(Records from a data collection)

==============================

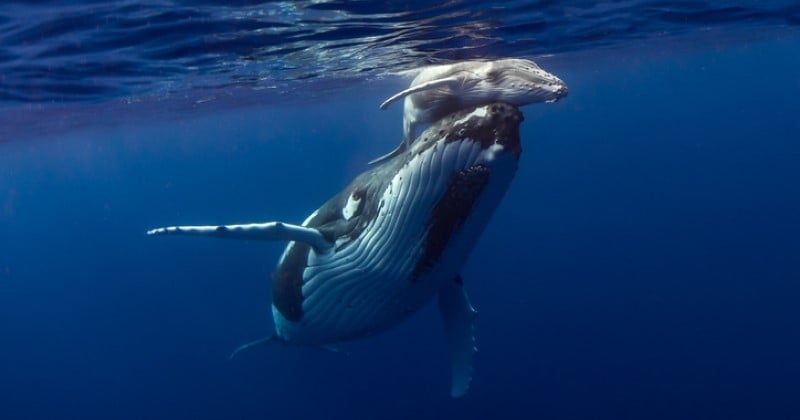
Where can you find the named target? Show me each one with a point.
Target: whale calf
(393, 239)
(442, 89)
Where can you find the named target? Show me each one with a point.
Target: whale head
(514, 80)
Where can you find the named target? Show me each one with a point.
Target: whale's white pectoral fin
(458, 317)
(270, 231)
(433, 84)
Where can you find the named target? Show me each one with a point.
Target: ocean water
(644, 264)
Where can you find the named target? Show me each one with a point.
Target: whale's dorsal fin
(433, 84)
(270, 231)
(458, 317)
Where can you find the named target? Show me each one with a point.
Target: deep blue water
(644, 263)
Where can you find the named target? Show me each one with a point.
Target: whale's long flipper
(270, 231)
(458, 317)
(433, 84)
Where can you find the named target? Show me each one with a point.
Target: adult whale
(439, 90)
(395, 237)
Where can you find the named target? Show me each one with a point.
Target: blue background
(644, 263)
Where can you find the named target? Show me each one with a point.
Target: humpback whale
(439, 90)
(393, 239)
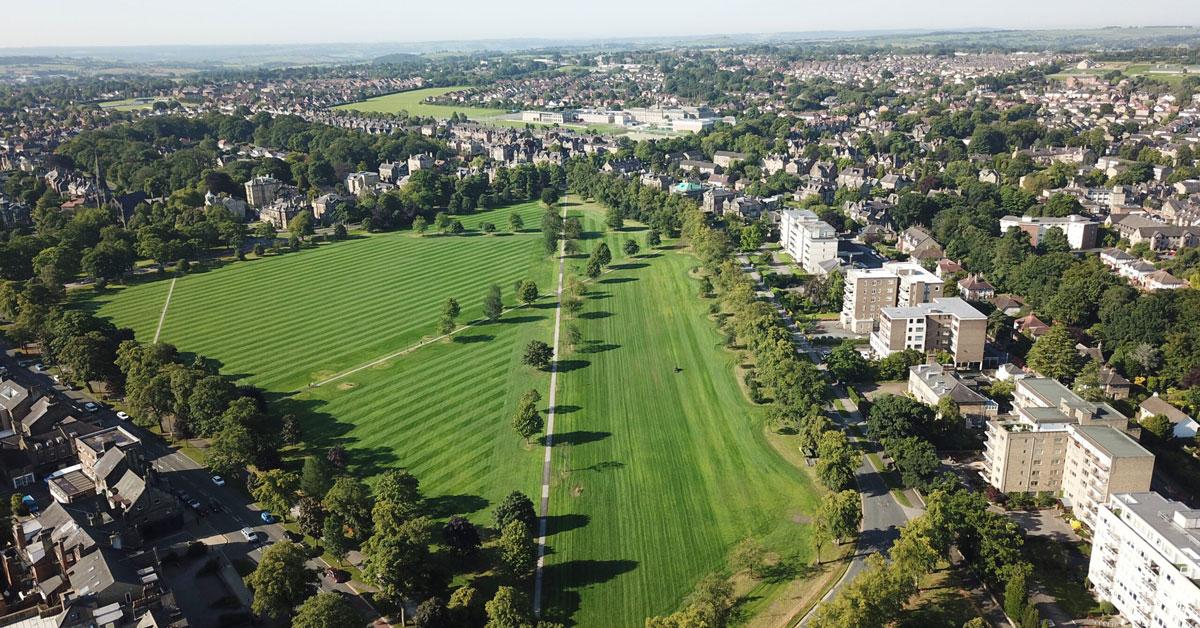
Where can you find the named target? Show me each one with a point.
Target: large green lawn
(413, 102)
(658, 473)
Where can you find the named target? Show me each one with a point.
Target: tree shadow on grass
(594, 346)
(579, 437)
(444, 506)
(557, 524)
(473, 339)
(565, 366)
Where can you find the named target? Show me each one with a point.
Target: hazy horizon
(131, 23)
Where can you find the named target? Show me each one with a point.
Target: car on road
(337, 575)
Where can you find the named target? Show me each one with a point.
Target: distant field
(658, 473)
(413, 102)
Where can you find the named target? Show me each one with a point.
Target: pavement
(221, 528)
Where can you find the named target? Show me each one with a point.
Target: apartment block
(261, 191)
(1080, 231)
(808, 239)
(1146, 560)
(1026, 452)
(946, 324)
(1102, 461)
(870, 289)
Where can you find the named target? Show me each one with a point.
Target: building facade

==============================

ASSIGNMENT.
Please output the records exactly, leaving the pictures out.

EXERCISE RESPONSE.
Where can you find the named target? Show me each one with a point.
Target: whale calf
(393, 239)
(442, 89)
Where can you find the named target? Show me each one with a point.
Target: whale head
(514, 80)
Where can you find the named target? Show me each one with a point.
Target: whale's white pectoral fin
(458, 317)
(270, 231)
(433, 84)
Where can you find the named target? Show me each one with a point.
Target: ocean water
(644, 264)
Where can you find the named target? Show me each one with a point.
Target: whale's dorsal fin
(433, 84)
(270, 231)
(458, 317)
Where can you find the named target? Show me each one with a point.
Target: deep blue water
(644, 263)
Where can you find the named target? Show me each one with a point.
Target: whale's long flipper
(270, 231)
(458, 317)
(433, 84)
Where can you find the named target? Show me each one with a point.
Target: adult whale
(439, 90)
(395, 237)
Where can you find the named target? Show me each one with a point.
Target: blue background
(644, 263)
Where can you find the named target? Show me each one with a point.
Target: humpback whale
(439, 90)
(393, 239)
Where can you find the named target? Show me each one with a point.
Target: large green lawn
(413, 102)
(658, 473)
Where can you find the named target? Show me each one with a point.
Target: tree shadow on grass
(594, 346)
(579, 437)
(444, 506)
(557, 524)
(473, 339)
(565, 366)
Where can you find the named target? Show me each one with a point.
Target: hazy horizon
(131, 23)
Where can you find the named target? Show me each one with a point.
Target: car on road
(337, 575)
Where can you find the named target? Show me each one with a point.
Target: distant field
(658, 473)
(413, 102)
Where can you find the named target? Show me each one with a point.
Target: pavement
(221, 528)
Where can you find the named target? Show me each one with a point.
Target: apartment block
(261, 191)
(1080, 231)
(808, 239)
(1146, 560)
(1026, 452)
(946, 324)
(1102, 461)
(870, 289)
Where can you find the named target? Show me each one with a point.
Target: building facade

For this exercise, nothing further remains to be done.